**TASK GOAL:** I need the lines below from the one with "Reviewer note: every instance of the boat hull" down to the one with "Reviewer note: every instance of the goat horn" reproduced exactly, both ends included, and nothing else.

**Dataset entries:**
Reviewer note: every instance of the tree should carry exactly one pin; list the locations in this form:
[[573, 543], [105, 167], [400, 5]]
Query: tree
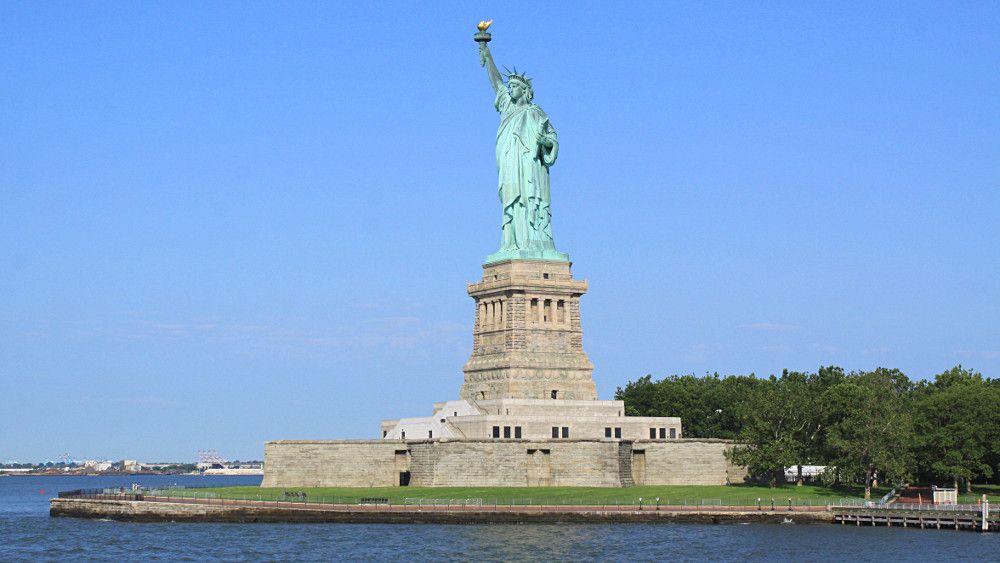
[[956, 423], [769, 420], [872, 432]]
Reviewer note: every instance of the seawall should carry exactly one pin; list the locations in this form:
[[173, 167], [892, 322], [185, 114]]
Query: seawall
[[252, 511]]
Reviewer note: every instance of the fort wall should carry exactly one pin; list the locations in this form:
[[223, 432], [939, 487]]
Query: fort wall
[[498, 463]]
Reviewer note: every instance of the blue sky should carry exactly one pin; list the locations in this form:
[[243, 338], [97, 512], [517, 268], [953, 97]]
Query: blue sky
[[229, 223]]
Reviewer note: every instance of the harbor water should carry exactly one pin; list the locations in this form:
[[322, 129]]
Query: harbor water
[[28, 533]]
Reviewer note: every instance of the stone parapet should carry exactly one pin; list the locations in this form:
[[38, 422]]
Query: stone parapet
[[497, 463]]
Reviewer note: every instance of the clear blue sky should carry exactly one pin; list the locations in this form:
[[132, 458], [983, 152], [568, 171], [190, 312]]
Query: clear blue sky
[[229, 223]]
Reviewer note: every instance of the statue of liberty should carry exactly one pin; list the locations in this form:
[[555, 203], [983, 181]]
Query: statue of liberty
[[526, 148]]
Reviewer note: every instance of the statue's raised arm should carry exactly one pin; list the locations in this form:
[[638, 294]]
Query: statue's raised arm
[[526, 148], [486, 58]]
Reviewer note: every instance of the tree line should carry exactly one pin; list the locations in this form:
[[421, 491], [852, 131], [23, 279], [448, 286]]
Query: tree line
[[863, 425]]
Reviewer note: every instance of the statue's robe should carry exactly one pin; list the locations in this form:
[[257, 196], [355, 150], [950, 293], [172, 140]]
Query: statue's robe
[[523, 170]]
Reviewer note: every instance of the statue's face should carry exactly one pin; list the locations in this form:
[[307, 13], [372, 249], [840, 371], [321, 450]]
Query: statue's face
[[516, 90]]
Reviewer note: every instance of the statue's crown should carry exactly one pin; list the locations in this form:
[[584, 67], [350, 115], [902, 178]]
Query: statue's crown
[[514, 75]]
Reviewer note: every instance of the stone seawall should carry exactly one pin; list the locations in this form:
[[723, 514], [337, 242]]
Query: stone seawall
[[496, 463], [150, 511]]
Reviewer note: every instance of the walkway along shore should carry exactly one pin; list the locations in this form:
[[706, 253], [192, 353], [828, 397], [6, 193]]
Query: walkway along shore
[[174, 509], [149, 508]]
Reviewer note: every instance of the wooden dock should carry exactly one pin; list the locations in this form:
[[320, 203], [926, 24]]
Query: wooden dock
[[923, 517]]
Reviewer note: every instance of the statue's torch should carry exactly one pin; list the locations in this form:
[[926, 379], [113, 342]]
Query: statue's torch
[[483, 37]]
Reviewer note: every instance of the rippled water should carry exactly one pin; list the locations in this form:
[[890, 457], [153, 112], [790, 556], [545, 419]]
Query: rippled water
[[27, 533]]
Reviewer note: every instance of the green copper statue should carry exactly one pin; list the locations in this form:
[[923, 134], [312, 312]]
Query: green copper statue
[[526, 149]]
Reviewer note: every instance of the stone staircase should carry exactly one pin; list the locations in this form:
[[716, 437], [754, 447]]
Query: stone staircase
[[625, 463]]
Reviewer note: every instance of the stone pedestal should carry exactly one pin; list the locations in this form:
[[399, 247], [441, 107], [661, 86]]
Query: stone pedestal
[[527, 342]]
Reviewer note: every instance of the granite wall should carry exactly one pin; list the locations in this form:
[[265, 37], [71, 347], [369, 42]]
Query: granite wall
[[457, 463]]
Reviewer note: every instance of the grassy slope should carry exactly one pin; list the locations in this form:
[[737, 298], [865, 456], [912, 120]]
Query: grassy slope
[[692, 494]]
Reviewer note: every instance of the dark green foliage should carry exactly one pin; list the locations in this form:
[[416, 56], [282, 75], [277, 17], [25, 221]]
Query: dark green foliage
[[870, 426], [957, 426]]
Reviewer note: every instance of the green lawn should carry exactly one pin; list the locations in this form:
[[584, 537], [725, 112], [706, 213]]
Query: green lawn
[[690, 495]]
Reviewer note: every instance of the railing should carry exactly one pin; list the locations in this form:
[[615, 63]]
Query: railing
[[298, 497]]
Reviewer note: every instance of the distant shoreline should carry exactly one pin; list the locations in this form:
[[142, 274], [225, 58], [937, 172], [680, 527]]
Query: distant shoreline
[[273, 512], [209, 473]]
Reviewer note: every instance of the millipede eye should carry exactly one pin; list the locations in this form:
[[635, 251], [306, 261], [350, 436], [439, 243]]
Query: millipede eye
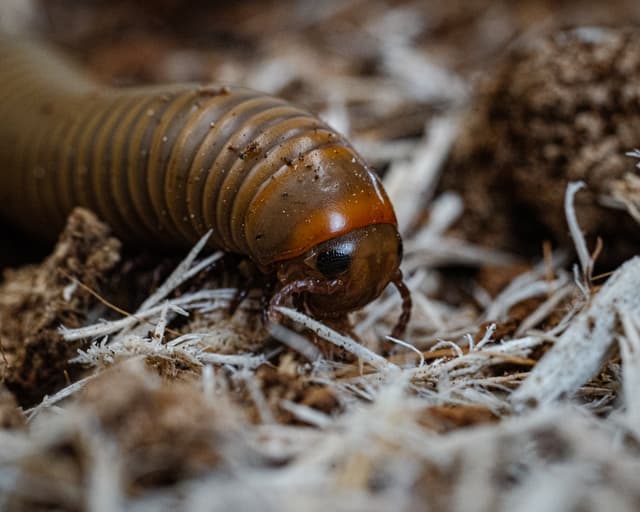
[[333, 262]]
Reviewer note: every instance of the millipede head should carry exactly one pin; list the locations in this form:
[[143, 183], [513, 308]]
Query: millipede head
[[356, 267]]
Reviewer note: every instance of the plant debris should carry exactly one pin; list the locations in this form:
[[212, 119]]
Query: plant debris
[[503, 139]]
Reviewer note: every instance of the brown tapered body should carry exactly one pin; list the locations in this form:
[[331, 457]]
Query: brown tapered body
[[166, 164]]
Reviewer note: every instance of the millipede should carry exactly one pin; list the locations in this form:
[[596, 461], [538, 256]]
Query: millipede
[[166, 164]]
--
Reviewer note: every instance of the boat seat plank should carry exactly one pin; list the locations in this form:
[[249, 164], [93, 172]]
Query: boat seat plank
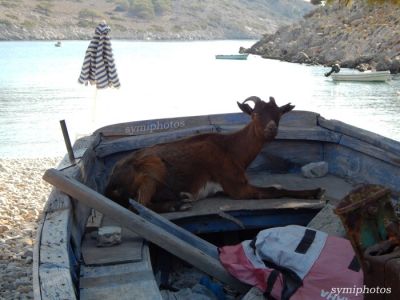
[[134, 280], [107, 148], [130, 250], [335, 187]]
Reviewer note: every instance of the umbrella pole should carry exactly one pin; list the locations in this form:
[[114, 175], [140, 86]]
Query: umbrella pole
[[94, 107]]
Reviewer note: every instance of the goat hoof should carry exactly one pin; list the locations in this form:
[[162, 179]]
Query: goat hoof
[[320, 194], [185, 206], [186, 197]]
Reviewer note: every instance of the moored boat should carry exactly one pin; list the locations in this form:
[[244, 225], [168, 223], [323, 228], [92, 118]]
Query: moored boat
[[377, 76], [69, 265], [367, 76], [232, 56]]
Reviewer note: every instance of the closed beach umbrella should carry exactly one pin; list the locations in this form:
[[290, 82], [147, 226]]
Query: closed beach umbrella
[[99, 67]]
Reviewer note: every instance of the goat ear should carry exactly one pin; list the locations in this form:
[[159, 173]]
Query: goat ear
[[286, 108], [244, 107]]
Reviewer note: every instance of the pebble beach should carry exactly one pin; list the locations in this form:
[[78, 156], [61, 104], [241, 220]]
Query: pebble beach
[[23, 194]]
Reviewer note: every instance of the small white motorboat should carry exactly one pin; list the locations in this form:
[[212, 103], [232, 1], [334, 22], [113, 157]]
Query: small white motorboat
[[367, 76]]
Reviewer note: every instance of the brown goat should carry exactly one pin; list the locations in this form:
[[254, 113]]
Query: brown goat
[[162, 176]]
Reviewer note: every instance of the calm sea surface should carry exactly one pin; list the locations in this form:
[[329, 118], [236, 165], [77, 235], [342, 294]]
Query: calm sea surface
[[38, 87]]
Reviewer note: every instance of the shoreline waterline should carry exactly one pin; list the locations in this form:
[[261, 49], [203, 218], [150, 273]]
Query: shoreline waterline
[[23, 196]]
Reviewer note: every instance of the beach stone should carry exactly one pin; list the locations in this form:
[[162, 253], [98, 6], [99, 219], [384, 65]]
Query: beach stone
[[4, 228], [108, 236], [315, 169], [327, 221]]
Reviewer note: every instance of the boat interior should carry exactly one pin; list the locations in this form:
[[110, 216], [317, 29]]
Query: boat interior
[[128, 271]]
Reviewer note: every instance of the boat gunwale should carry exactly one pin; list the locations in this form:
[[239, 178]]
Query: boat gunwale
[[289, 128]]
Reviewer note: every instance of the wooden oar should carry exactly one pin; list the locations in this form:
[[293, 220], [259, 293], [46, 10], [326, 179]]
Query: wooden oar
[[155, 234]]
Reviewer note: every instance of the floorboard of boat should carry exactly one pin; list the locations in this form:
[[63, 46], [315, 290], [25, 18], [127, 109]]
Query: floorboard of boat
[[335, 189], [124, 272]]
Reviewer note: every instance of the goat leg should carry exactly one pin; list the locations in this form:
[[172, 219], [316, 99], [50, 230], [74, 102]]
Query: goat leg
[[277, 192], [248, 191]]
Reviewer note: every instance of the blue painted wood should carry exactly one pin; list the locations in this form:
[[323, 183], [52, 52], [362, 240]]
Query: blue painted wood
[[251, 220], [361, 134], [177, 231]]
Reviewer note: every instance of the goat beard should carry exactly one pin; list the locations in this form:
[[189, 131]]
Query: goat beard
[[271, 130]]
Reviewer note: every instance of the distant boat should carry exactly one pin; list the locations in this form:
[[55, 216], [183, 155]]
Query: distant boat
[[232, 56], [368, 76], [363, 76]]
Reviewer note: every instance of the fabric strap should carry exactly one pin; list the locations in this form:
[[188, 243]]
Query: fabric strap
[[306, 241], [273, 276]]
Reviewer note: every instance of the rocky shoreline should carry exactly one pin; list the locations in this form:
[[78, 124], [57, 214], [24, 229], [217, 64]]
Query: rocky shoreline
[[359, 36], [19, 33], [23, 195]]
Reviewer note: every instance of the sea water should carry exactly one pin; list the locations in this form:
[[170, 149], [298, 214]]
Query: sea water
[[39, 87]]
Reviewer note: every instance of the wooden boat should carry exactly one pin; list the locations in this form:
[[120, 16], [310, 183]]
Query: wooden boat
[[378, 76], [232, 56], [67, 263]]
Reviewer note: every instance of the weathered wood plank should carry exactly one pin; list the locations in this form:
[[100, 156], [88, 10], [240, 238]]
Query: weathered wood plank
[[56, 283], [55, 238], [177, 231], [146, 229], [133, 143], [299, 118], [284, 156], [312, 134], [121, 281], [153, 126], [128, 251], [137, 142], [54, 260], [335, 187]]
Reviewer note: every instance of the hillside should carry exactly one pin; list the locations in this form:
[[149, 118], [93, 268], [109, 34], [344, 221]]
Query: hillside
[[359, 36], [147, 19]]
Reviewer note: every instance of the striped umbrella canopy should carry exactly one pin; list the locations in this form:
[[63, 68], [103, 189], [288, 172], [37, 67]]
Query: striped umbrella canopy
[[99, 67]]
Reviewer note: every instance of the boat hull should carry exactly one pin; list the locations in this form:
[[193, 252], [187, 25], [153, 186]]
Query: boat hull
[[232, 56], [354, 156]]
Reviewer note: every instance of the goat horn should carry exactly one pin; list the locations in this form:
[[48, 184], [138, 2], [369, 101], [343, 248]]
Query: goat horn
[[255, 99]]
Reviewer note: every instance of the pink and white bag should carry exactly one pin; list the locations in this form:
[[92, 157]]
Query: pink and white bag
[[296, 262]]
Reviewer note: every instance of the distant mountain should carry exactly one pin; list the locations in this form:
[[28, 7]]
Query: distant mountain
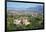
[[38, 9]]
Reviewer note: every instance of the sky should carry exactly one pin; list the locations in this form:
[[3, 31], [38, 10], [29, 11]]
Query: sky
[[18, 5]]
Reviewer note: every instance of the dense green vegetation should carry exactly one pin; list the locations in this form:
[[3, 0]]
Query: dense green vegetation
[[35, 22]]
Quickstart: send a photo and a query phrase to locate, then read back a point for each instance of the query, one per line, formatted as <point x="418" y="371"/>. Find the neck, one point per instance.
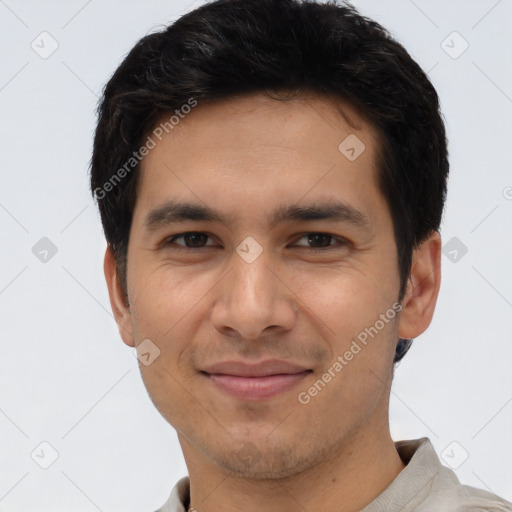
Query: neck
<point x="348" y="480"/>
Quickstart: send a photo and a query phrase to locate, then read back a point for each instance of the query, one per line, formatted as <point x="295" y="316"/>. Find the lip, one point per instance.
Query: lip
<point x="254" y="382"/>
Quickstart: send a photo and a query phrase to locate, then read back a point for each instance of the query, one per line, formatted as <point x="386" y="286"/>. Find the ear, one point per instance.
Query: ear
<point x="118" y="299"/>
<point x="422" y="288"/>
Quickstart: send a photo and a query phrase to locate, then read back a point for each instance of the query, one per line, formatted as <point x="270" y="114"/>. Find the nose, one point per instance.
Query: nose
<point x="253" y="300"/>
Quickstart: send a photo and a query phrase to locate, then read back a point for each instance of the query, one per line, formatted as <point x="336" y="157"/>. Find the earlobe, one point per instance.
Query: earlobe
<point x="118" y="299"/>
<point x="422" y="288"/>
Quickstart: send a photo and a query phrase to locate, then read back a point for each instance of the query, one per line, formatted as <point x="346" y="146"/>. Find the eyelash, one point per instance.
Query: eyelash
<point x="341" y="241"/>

**EXERCISE OUTPUT:**
Reviewer note: every instance of the boat hull should carry exactly one pin; list the locations in this form:
[[193, 252], [187, 25], [153, 186]]
Query: boat hull
[[232, 56], [354, 156]]
Reviewer note: every instance of the goat horn should carry exactly one pin; list the locations in this form:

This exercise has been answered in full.